Task objective
Set down the material below in full, matching it exactly.
*-*-*
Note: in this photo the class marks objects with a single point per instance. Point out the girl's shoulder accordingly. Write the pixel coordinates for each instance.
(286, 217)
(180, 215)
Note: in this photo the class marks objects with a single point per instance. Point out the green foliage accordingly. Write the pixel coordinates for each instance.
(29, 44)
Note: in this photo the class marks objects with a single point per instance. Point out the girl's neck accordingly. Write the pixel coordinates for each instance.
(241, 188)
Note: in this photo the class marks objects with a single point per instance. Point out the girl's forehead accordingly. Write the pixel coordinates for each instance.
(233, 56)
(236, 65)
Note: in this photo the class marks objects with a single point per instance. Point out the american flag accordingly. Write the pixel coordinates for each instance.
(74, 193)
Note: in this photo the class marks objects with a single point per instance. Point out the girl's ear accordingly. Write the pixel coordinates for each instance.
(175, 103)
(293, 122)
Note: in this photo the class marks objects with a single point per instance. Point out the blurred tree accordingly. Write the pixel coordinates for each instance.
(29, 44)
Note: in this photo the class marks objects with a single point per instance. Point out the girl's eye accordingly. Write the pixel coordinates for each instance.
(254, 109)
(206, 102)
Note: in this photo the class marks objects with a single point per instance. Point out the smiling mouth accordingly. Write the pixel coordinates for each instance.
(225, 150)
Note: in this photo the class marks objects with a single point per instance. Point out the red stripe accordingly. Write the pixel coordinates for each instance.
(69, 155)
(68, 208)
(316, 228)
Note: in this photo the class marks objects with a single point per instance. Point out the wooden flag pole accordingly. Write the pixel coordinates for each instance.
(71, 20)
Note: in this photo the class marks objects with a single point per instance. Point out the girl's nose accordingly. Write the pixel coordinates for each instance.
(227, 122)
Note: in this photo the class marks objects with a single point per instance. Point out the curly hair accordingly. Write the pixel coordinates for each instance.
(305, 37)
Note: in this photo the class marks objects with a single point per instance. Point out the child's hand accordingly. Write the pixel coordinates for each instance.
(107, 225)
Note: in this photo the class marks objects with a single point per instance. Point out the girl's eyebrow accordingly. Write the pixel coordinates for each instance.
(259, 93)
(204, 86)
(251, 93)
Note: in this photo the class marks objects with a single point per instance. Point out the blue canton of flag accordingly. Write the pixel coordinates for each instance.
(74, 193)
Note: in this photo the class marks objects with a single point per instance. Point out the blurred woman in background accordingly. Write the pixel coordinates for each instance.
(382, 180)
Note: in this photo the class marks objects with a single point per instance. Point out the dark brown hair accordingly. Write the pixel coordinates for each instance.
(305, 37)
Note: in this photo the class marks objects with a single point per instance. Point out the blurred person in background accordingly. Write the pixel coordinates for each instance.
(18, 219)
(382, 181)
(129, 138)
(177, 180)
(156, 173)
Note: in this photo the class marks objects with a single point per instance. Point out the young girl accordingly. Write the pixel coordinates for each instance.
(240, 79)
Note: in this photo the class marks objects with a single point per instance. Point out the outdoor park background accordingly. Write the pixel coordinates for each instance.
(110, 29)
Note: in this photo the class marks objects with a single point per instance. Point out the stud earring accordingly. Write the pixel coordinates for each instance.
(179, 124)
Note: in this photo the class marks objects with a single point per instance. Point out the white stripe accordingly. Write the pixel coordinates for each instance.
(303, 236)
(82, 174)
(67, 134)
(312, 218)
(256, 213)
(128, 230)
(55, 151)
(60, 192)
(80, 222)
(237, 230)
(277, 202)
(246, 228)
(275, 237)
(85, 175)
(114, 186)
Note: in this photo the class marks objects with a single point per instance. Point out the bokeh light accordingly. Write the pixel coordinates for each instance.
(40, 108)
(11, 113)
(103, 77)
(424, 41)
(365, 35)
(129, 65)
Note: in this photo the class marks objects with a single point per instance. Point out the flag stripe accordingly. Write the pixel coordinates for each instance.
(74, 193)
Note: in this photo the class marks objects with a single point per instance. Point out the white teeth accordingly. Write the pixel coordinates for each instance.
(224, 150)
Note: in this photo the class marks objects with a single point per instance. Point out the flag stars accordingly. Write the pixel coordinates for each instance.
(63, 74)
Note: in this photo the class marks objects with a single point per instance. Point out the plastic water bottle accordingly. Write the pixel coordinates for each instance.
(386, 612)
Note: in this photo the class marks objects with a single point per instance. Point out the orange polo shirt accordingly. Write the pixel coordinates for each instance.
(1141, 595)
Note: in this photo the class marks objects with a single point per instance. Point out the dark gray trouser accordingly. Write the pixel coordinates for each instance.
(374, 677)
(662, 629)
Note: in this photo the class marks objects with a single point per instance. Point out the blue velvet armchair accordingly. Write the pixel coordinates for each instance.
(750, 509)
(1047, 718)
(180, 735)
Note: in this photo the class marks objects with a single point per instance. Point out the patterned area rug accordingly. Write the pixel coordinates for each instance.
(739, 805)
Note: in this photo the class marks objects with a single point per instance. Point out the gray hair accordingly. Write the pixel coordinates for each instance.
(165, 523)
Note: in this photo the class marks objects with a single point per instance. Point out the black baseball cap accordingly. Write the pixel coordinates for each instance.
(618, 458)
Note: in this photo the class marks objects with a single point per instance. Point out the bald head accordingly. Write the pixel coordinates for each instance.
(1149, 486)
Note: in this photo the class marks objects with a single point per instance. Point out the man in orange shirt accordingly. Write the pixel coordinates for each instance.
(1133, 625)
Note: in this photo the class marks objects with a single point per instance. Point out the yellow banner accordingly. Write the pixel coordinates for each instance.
*-*-*
Output of the exercise
Note: in this photo the class marks objects with a single point per instance. Point out the girl's shoulder accordingly. Write the pixel coordinates for each instance.
(286, 217)
(180, 215)
Note: in this photo the class marks objects with a single point per instance. Point out the green foliage accordingly. Write the pixel coordinates for each instance.
(29, 44)
Note: in this photo the class marks objects with a single point per instance. Point out the girl's neck accordingly. Write the pixel coordinates for each instance.
(241, 188)
Note: in this photo the class marks objects with a single point per instance. Point out the girl's forehead accordingly. Write the pixel coordinates for each instance.
(233, 56)
(236, 65)
Note: in this photo the class marks objects with a single point per instance. Point out the american flag accordingly. Write the pixel coordinates for each instance.
(74, 193)
Note: in this photo the class marks objects with a single point per instance. Point out the girl's ear accordingly. Write the pixel coordinates for each instance.
(175, 103)
(293, 122)
Note: in this photo the class marks objects with a single point per instance. Point out the blurred tree accordingly. Write the pixel coordinates for each instance.
(29, 44)
Note: in this photo the class marks objects with a single point per instance. Point out the girl's eye accordingly. Write the pixel coordinates for each instance.
(254, 109)
(206, 102)
Note: in this photo the class marks objects with a single point per instance. Point out the smiling mouth accordingly. Write the pixel coordinates for each instance.
(225, 150)
Note: in this photo the class marks objects with a single point per instance. Point out the red stripe accordingly. Write the pixel coordinates for each instance.
(69, 155)
(68, 208)
(316, 228)
Note: in this photo the class marks objects with a single point per instance. Point out the wooden flag pole accordingly. Write the pixel coordinates for each instance.
(71, 20)
Note: in this photo the class marks objects with a single point per instance. Point out the girl's nose accordingly. Write the pixel coordinates for each instance.
(227, 122)
Note: in this photo the class marks objects with a single point per instance. Point out the curly hair accordingly. Write the pixel coordinates for each instance.
(305, 37)
Note: in this photo the class marks objects with a single point per instance. Point out the child's hand accordingly. Write the pixel coordinates for each instance.
(107, 225)
Note: in this photo the class marks objects with a single point per instance. Point out the girl's eyebrow accordingly. Write the pixel coordinates for each instance.
(259, 93)
(204, 86)
(251, 93)
Note: in this photo the class marks objects with a single point per instance. Point out the blue canton of flag accordingly. Write the pixel coordinates for each instance.
(74, 193)
Note: in this photo the class marks objects with a single point per instance. Point out the blurred woman in background accordingly. Write the pixel coordinates for each instance.
(382, 180)
Note: in this photo the class marks objects with a single point per instance. Point out the dark brown hair accordingly. Write the pixel coordinates for each instance.
(305, 37)
Note: in this photo the class marks objects with a single point per instance. Point out the blurred person in background accordingly. Write the pixel coordinates for each instance.
(18, 219)
(382, 181)
(129, 138)
(177, 180)
(156, 173)
Note: in this photo the class marks objects with a single point per instance. Point out the young girl accordingly. Write the pixel coordinates for each instance.
(240, 79)
Note: in this photo the class marks objects with a single point per instance. Point out the outdoor park background accordingly. Write the pixel coordinates for each instance.
(110, 29)
Note: in this photo the class marks objects with a single point per instance. Point out the stud earring accordingly. Write the pixel coordinates for each instance.
(179, 124)
Note: in this photo the class marks objects with a single point per instance. Point out the white stripe accordingly. Write the pixel coordinates for each instance.
(303, 236)
(82, 174)
(67, 134)
(312, 218)
(256, 213)
(128, 230)
(55, 151)
(60, 192)
(80, 222)
(237, 230)
(277, 202)
(246, 228)
(275, 237)
(85, 175)
(114, 186)
Note: in this photo the class marks objects with a single point per instance. Point out the bokeh light accordingly. Write the pixel coordinates for each instance.
(40, 108)
(11, 113)
(103, 77)
(424, 41)
(365, 35)
(129, 65)
Note: in this photo the class marks objects with a single point per instance. Point out the flag stripe accordingly. Write the pixel coordinates for each instance.
(74, 193)
Note: in this photo the class marks objects with a single point per instance. Point out the white teeth accordingly. Write the pixel coordinates for each instance.
(224, 150)
Note: in this photo the class marks objects with a single point per instance. Point out the flag stars accordingly. Write the pixel coordinates for each instance.
(63, 74)
Note: in this photo the class marks objects with a single point per instance. Point out the plastic water bottle accordingly. Write the pixel coordinates for each instance.
(386, 612)
Note: in this photo the class marks objects with a single point per instance. Point out the orange polo shirt accordingly. Write the pixel coordinates for each instance.
(1141, 595)
Note: in this photo the class marks objects with a single point per instance. Point out the dark gray trouser accordingly. Write the pixel coordinates for each instance.
(374, 677)
(662, 629)
Note: in this photo the class marks objects with a single point per instance. Point out the blue velvet armchair accordingly. Write the pixel coordinates for each instance.
(750, 509)
(1047, 718)
(180, 735)
Note: in this photo the class marks objects with a single point per instance. Point out the patterned area rug accordingly. Write the pixel coordinates for each instance.
(739, 805)
Note: in this photo the class marks objects with a single point per instance. Point out the gray hair accordingly. Write the pixel coordinates for each instance.
(165, 523)
Note: in this photo the class marks objects with a single point per instance. Point out the black baseball cap accordingly. Write the pixel coordinates for each instance.
(618, 458)
Note: in this photo the class marks objects with a single point per instance. Point out the bald head accordingly. Write the pixel coordinates for each instance.
(1149, 486)
Note: in this photo the class marks objects with a single point per instance. Point out the man in orange shirt accordingly. Write the pixel coordinates for each instance.
(1133, 625)
Note: in this photo the class marks objects with a single point per instance. Point out the yellow banner accordingly. Write the pixel coordinates for each instance.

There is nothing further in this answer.